** Compiti da svolgere **
1. Secondo il documento sorgente, da quale anno il sito www.psicologiasportiva.it fornisce informazioni sugli aspetti psicologici dell'attività sportiva?
2. Riassumi il documento sorgente in due frasi.
3. Trascrivi alla lettera il brano del documento sorgente partendo dalle parole "Lo competizione sportiva: lo" e fermandoti dopo "questo può accadere?".

** Documento sorgente **
○ ○ ○ ○ ○ ○ ○

Relazione di Salvo Russo

 

Salvo Russo, psichiatra, psicoterapeuta e psicologo dello sport.

Da più di 10 anni lavora nel campo della psicologia sportiva sia a livello professionistico che con i settori giovanili. È autore del sito www.psicologiasportiva.it che dal 2003 dà informazioni, gratuite, sugli aspetti psicologici della attività sportiva e che è diventato il sito più visitato del settore in Italia.

 

Lo competizione sportiva: lo sguardo dello psicologo dello sport

Può la competizione influenzare la stima che una atleta ha di sé? Se sì, ci puoi spiegare come questo può accadere?

La competizione è senza dubbio uno strumento che può influire sull’idea che una persona ha di sé. In ambito sportivo il concetto di autostima è stato spesso sostituito con quello di autoefficacia (quanto mi sento efficace a svolgere un determinato compito). Alti livelli di autoefficacia si sono dimostrati direttamente proporzionali a buone prestazioni e viceversa. Molti atleti ottengono eccellenti risultati in allenamento e risultati di un più basso livello in gara. Lavorare sull’idea che l’atleta si è fatto della propria autoefficacia può risultare l’arma vincente per colmare questo gap. Sull’immagine di sé possono inoltre influire le conseguenze secondarie ai risultati ottenuti ed il comportamento delle persone che entrano in contatto con l’atleta (parenti, compagni, allenatori, tifosi, ecc). Ciò dipende dal modo con cui l’atleta interpreta tutti questi eventi. La popolazione sportiva è molto variegata. Alcuni atleti famosi riescono a non prendere troppo sul serio i grandi risultati raggiunti (sportivi ed economici) mantenendo relazioni interpersonali sane ed equilibrate; altri (probabilmente più fragili psicologicamente) si fanno influenzare un po’ troppo dal successo ottenuto strutturando un’idea di sé eccessivamente positiva arrivando quasi a credere di essere “superiori” alle altre persone. Questo crea inevitabilmente un distacco dalla “realtà” nella quale l’atleta impersona il ruolo del “superuomo” (con editori subito pronti a pubblicarne le biografie e le gesta)  che si trova quasi costretto a recitare ciò che i fans ed il mondo esterno si aspettano da lui. Un circolo vizioso dal quale è davvero difficile sottrarsi….

○ ○ ○ ○ ○ ○ ○

** Righe del dataset **
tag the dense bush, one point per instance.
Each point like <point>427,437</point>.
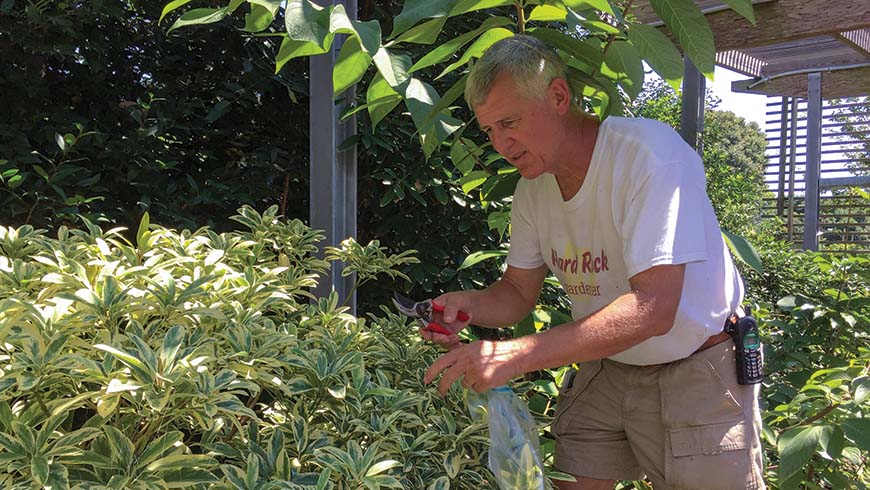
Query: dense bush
<point>817,354</point>
<point>106,116</point>
<point>195,359</point>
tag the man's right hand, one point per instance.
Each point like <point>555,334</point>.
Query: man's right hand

○ ○ ○ ○ ○ ○ ○

** Risposte complete **
1. Dal 2003.

2. Salvo Russo, psichiatra, psicoterapeuta e psicologo dello sport, lavora da più di 10 anni nella psicologia sportiva ed è autore del sito www.psicologiasportiva.it. Nel testo spiega che la competizione può influire sull'idea che un atleta ha di sé, sia attraverso l'autoefficacia, direttamente proporzionale alle buone prestazioni, sia attraverso il modo in cui l'atleta interpreta i risultati e il comportamento di chi gli sta intorno, con il rischio per alcuni di costruirsi un'idea di sé eccessivamente positiva.

3.
Lo competizione sportiva: lo sguardo dello psicologo dello sport

Può la competizione influenzare la stima che una atleta ha di sé? Se sì, ci puoi spiegare come questo può accadere?